The full set of entries should be repeated without a single change.

Entries taken from a collection
....................
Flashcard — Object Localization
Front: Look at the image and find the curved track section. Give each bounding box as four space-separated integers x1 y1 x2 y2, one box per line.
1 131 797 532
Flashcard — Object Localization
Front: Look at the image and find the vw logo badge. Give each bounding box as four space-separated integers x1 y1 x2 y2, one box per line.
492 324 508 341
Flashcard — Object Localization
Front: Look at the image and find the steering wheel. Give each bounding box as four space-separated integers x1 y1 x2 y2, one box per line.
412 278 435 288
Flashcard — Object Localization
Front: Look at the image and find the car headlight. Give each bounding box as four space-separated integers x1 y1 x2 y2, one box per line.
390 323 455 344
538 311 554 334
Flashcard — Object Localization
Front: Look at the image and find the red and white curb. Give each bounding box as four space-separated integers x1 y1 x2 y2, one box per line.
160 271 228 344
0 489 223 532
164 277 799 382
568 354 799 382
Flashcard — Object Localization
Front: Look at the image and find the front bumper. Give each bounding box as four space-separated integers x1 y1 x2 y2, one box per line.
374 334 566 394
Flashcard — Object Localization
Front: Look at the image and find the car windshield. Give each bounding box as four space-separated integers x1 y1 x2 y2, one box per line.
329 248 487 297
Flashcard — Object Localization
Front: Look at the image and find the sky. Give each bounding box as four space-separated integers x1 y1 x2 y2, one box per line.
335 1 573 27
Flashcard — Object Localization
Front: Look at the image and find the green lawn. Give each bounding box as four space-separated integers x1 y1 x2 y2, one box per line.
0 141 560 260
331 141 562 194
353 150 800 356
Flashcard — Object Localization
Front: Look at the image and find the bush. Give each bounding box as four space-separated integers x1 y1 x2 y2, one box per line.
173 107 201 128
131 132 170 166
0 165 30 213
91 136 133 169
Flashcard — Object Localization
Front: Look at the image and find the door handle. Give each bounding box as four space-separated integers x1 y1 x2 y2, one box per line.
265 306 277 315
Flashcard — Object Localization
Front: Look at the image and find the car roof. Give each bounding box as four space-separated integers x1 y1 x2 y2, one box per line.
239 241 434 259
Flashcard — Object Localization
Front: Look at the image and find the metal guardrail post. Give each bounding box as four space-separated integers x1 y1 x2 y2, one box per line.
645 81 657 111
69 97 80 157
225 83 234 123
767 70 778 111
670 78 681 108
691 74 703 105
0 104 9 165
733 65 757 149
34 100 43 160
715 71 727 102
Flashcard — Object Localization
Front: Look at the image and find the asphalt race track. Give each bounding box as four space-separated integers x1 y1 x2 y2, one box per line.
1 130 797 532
....................
### Response for this exercise
Flashcard — Object Localization
Front: Look at the image and find the curved track section. Give each bounding box as four space-separated integers x1 y1 x2 y2, one box per line.
1 131 797 532
Flashcard — Object Localization
Front: Look at the image and find the vw logo badge. Give each bounding box as four space-separated integers x1 y1 x2 y2, one box per line.
492 324 508 341
Flashcard — Object Localization
Front: Look at the image and find the steering wheel. Give each bounding box as four space-separated integers x1 y1 x2 y2, one box per line.
412 278 435 288
Flashcard — Object Localization
Front: Look at the image and find the car headlight. Give each bounding box as four space-separated integers x1 y1 x2 y2, one box per line.
390 323 455 344
538 311 554 334
Flashcard — Object Localization
Front: Look at the image and find the red and white curb. Give each bounding box as four space-separated integers x1 y1 x2 y2, one box per line.
160 271 228 344
0 489 223 532
164 277 799 382
568 354 799 382
Flashcard — Object Localization
Front: Look at the image and find the front bumper. Give each bounding box as four space-separated integers x1 y1 x2 y2, one box per line.
374 334 566 394
Flashcard — Object Localization
Front: Look at the image and find the car windshield. Give each bounding box as four space-separated integers x1 y1 x2 y2, one box per line.
329 248 487 297
Flashcard — Object Localization
Front: Look at the image and find the sky. Give each bounding box as four space-separated integers x1 y1 x2 y2, one box per line.
335 1 573 27
Flashcard — Object Localization
Front: Look at the image and find the green lawn. Give each bounding box as four space-separated integers x1 y1 x2 y2, one box per line.
0 141 560 260
331 141 562 194
353 150 800 356
Flashcard — Object Localization
Front: Look at the image and find the bush. Give each bounding box as four space-separated integers x1 y1 x2 y2, one box per line.
173 107 201 128
131 132 170 166
0 165 30 213
91 136 133 169
Flashcard — Object Localization
Front: Look at the image and find the door handle. Give each bounding box as four space-separated integers x1 y1 x2 y2, one box per line.
265 306 277 315
Flashcard — Object Localization
Front: Look at the image and find the car roof. Give each bounding box as four space-separated integers x1 y1 x2 y2, one box per line.
239 241 434 259
Flashcard — Object Localization
Front: Look at the image and find the metal guardrail post. Give each bounding box as four space-separated integers x1 y1 x2 y2, one box per line.
645 81 657 111
69 97 80 157
225 83 234 123
767 70 778 111
670 78 681 108
691 74 703 105
0 104 9 165
733 65 757 149
34 100 43 160
715 71 727 102
Flashcard — Object Localization
Front: Look at the image and find the asphalt race track. Give each bounding box as four space-separated integers x1 y1 x2 y2, one box per line.
1 130 797 532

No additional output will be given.